• TEXTAUSSCHNITT:
::::

Nach dieser Ankündigung wächst die Wut im Land spürbar und die Bewegung gewinnt merklich an Dynamik. Am Abend kommt es im ganzen Land zu wilden Demonstrationen.  Die Bewegung, die bisher in den klassischen Bahnen der französischen Sozialproteste von Massendemonstrationen und Streiks im öffentlichen Sektor verharrte, scheint nun ihre Aktionsformen der Ansage der Regierung anzupassen. Im Verlaufe des weiteren Abends strömen Tausende auf den „Place de la Concorde“ und durch das Parlamentsviertel ziehen Spontandemonstrationen, die Barrikaden errichten, den durch den Streik angehäuften Müll entzünden und sich Auseinandersetzungen mit den Bullen liefern, die knapp 300 Leute in Gewahrsam nehmen. Der Abend sollte sich im Nachhinein als Vorschein sowohl der neuen Aktionsformen als auch der Polizeistrategie der totalen Einschüchterung erweisen.

Von nun an finden jeden Abend Spotandemos statt, zu denen auf Twitter und in Telegramkanälen aufgerufen wird. Sie verteilen sich auf ganz Paris, um den Bullen das Eingreifen schwer zu machen. Am Samstag findet etwa eine Versammlung auf der im Süden von Paris gelegenen „Place d‘Italie“ statt. Zwar versuchen die Bullen den Platz einzukesseln, doch immer wieder gibt es wilde Demonstrationen kleinerer Gruppen, die wütend durch die angrenzenden Straßen und Viertel ziehen. Erinnerungen an die Bewegung „Nuit Débout“ von 2016 werden wach, als sich derartiges wochenlang um die „Place de la République“ abspielte. Auch der Müllstreik bricht nicht ab: Die Müllsäcke in den Straßen von Paris stapeln sich mittlerweile meterhoch, was sich als sehr nützlich für die wilden Demonstrationen erweist. In ganz Paris findet sich zu jeder Zeit genug Material für schnell zu errichtende und gut brennbare Barrikaden.

::::

• BEREITGESTELLTES MATERIAL:

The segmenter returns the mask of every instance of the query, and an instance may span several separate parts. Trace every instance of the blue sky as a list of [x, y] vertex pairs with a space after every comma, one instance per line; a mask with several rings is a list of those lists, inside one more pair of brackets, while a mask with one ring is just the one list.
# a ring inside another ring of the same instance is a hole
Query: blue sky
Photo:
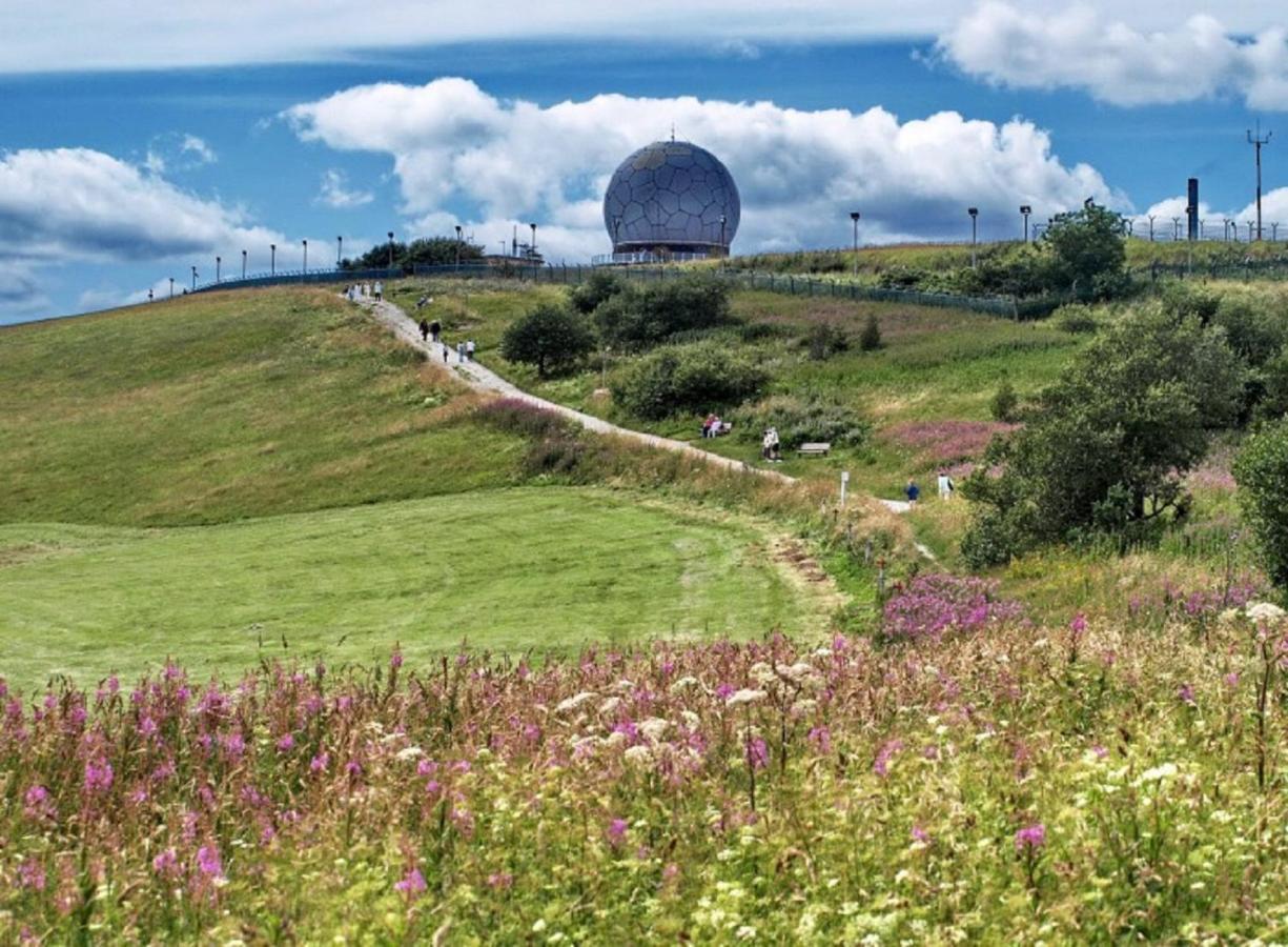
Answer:
[[[254, 62], [165, 48], [214, 61], [198, 68], [147, 49], [90, 72], [0, 58], [0, 322], [164, 292], [192, 265], [205, 281], [216, 254], [238, 273], [242, 249], [267, 269], [269, 242], [296, 268], [308, 238], [317, 267], [337, 234], [348, 255], [461, 223], [497, 249], [536, 220], [549, 258], [582, 260], [608, 249], [598, 201], [616, 161], [672, 122], [739, 182], [735, 253], [845, 245], [853, 207], [872, 242], [969, 236], [967, 204], [987, 237], [1015, 236], [1021, 202], [1045, 218], [1092, 195], [1170, 219], [1190, 174], [1213, 219], [1245, 216], [1244, 130], [1288, 107], [1273, 9], [1230, 26], [1088, 6], [1057, 30], [1025, 10], [945, 4], [934, 30], [891, 13], [881, 35], [790, 43], [761, 23], [751, 39], [332, 40], [325, 57], [287, 45]], [[1264, 174], [1266, 219], [1288, 236], [1285, 147], [1265, 149]]]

::::

• ZIEL DER ÜBUNG: Über welche Kanäle wird laut dem Textausschnitt bitte zu den allabendlichen Demonstrationen in Paris aufgerufen?

• DIE ANTWORT: Über Twitter und Telegramkanäle.